### THE REQUEST
Locate the line that contains "[ ] locate the beach sand". Print it and each following line through the end of the listing, verbatim, and nothing more.

### Part of a data file
# # # #
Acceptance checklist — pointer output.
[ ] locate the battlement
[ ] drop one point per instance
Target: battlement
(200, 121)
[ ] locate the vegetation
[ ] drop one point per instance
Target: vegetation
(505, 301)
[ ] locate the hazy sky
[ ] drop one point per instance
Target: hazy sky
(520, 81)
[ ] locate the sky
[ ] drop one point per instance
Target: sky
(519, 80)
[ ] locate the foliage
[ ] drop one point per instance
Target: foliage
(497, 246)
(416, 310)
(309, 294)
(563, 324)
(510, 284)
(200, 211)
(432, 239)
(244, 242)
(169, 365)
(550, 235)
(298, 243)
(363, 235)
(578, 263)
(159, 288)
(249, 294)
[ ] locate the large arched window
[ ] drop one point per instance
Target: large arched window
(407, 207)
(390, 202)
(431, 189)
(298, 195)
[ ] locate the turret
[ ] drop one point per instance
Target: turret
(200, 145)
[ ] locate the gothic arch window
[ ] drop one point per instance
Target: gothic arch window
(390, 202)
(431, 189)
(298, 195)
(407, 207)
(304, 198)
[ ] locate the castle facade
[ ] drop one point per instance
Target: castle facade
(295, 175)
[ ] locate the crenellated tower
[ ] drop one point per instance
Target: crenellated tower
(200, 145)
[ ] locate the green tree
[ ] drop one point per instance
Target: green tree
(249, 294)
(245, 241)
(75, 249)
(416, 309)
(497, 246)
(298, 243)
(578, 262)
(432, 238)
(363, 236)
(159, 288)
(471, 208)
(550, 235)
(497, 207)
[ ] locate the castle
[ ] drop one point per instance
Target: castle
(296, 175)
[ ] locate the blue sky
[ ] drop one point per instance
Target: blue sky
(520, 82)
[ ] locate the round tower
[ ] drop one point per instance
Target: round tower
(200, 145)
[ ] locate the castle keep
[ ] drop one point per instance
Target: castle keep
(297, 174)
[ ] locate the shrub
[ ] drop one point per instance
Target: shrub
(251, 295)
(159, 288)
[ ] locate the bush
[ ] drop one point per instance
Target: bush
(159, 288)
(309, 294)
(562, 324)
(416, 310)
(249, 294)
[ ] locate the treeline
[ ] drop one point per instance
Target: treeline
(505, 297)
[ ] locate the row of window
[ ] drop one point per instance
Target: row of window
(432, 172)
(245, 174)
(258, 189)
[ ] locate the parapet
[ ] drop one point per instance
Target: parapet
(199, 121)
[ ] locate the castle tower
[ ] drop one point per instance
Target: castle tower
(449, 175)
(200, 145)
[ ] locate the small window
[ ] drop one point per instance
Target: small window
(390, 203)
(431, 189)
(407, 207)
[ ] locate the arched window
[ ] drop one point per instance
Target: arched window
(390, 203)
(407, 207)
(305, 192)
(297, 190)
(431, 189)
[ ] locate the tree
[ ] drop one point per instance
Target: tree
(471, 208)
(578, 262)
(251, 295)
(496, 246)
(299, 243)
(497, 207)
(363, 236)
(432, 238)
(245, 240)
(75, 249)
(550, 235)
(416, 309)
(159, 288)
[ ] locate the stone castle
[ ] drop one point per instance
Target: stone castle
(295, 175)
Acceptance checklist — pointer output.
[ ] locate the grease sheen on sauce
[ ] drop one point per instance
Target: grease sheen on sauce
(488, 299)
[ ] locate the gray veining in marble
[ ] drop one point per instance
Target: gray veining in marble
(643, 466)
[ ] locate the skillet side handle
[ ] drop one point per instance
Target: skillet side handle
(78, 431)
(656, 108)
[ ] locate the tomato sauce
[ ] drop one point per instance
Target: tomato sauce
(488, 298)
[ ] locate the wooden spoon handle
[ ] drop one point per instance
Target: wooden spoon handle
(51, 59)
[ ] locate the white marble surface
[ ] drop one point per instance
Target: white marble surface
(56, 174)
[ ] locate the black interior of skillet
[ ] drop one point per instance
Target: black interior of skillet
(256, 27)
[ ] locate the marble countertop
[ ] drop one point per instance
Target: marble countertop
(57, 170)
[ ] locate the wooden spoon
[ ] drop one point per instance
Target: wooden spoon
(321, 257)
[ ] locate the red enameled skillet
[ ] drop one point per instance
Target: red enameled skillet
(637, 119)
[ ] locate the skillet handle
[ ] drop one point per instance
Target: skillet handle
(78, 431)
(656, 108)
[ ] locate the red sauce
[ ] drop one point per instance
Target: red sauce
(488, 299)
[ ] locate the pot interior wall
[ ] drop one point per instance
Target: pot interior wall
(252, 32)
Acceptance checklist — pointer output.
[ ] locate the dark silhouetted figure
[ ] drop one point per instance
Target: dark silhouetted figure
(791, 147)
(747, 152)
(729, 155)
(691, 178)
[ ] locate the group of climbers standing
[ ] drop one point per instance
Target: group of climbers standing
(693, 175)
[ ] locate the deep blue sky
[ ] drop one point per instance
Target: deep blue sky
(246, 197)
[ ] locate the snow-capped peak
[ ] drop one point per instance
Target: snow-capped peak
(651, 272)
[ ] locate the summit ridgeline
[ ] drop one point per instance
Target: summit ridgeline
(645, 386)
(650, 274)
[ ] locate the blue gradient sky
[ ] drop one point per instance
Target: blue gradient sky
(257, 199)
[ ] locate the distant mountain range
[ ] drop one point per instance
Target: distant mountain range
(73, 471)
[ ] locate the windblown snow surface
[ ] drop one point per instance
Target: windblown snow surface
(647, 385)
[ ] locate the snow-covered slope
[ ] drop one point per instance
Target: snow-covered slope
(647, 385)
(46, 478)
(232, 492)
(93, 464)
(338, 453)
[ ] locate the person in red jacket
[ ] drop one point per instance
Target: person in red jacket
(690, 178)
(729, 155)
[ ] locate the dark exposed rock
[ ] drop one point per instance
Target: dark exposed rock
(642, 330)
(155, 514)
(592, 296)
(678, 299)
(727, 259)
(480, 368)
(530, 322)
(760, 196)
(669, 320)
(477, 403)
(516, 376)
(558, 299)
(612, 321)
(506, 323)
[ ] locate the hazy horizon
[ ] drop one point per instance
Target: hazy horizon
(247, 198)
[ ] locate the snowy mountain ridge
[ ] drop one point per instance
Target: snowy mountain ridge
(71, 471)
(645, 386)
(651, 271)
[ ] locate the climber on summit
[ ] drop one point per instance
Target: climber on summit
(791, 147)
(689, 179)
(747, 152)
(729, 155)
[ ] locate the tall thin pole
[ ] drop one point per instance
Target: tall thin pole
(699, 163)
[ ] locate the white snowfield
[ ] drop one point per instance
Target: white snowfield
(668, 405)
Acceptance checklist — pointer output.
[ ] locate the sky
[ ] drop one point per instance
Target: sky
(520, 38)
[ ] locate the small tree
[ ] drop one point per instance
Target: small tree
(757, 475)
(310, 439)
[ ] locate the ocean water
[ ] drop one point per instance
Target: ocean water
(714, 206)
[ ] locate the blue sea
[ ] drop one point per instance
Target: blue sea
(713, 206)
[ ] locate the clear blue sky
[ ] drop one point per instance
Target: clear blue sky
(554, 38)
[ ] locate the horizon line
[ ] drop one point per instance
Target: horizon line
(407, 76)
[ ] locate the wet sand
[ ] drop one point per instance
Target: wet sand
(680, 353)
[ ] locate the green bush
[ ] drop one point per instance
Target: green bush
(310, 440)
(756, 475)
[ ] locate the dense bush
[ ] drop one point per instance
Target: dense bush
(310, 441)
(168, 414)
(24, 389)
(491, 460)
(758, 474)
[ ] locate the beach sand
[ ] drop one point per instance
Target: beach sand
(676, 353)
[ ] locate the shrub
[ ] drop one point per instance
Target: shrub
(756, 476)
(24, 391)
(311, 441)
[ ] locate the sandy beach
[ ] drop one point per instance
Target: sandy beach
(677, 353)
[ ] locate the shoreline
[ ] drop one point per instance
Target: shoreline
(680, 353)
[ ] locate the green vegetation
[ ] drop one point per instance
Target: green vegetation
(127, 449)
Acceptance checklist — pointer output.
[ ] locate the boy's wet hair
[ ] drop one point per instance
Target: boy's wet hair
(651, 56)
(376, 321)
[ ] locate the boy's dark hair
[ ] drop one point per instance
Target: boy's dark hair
# # # #
### EXERCISE SOLUTION
[ ] locate the beach sand
[ ] drop one point per instance
Target: beach sand
(676, 353)
[ ] locate the shrub
[ ] drop one point per instance
Target: shrub
(756, 476)
(24, 391)
(311, 441)
[ ] locate the sandy beach
[ ] drop one point per instance
Target: sandy beach
(677, 353)
[ ] locate the shoreline
[ ] drop one point per instance
Target: shoreline
(680, 353)
[ ] locate the green vegetation
[ ] drop one point per instance
Target: green vegetation
(127, 449)
Acceptance checklist — pointer output.
[ ] locate the boy's wet hair
[ ] drop one point per instance
Target: boy's wet hair
(651, 56)
(376, 321)
[ ] locate the boy's dark hair
[ ] drop one point per instance
Target: boy's dark hair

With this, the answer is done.